Rows from a pointing dataset

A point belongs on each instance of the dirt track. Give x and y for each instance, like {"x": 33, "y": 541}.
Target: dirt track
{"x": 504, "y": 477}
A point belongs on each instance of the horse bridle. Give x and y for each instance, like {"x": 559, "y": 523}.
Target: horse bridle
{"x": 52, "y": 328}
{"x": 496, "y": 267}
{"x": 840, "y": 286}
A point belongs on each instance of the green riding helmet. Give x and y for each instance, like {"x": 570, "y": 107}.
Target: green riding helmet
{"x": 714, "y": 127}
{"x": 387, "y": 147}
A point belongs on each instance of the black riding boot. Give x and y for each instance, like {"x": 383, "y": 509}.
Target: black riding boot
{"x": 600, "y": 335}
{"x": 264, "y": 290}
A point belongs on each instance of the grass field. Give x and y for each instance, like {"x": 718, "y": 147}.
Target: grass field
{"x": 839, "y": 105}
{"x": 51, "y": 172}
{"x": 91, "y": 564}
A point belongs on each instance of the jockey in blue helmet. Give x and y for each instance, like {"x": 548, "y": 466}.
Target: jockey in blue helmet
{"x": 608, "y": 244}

→ Task objective
Output every line of the records above as a JSON list of strings, one string per line, skipping blank lines.

→ Exercise result
[
  "A point belongs on each instance of the dirt track. Give x and y for each instance, like {\"x\": 33, \"y\": 541}.",
  "Target: dirt track",
  "{\"x\": 504, \"y\": 477}",
  "A point belongs on each instance of the horse bridle. Give x and y for each instance, like {\"x\": 559, \"y\": 523}.",
  "Target: horse bridle",
  "{\"x\": 52, \"y\": 328}",
  "{\"x\": 496, \"y\": 267}",
  "{\"x\": 840, \"y\": 286}",
  "A point belongs on each instance of the green riding helmet. Give x and y for each instance, like {\"x\": 570, \"y\": 107}.",
  "Target: green riding helmet",
  "{\"x\": 714, \"y\": 127}",
  "{\"x\": 387, \"y\": 147}",
  "A point belongs on each instance of the black riding boot. Give x and y for each instance, like {\"x\": 383, \"y\": 509}.",
  "Target: black riding boot",
  "{\"x\": 600, \"y\": 335}",
  "{\"x\": 264, \"y\": 290}",
  "A point belongs on each instance of the grass field. Give x and y for each instance, like {\"x\": 718, \"y\": 147}.",
  "Target: grass field",
  "{\"x\": 839, \"y\": 105}",
  "{\"x\": 51, \"y\": 172}",
  "{\"x\": 91, \"y\": 564}",
  "A point belongs on each instance of the jockey in blue helmet. Give x and y for each instance, like {\"x\": 548, \"y\": 466}.",
  "Target: jockey in blue helmet",
  "{\"x\": 608, \"y\": 244}"
]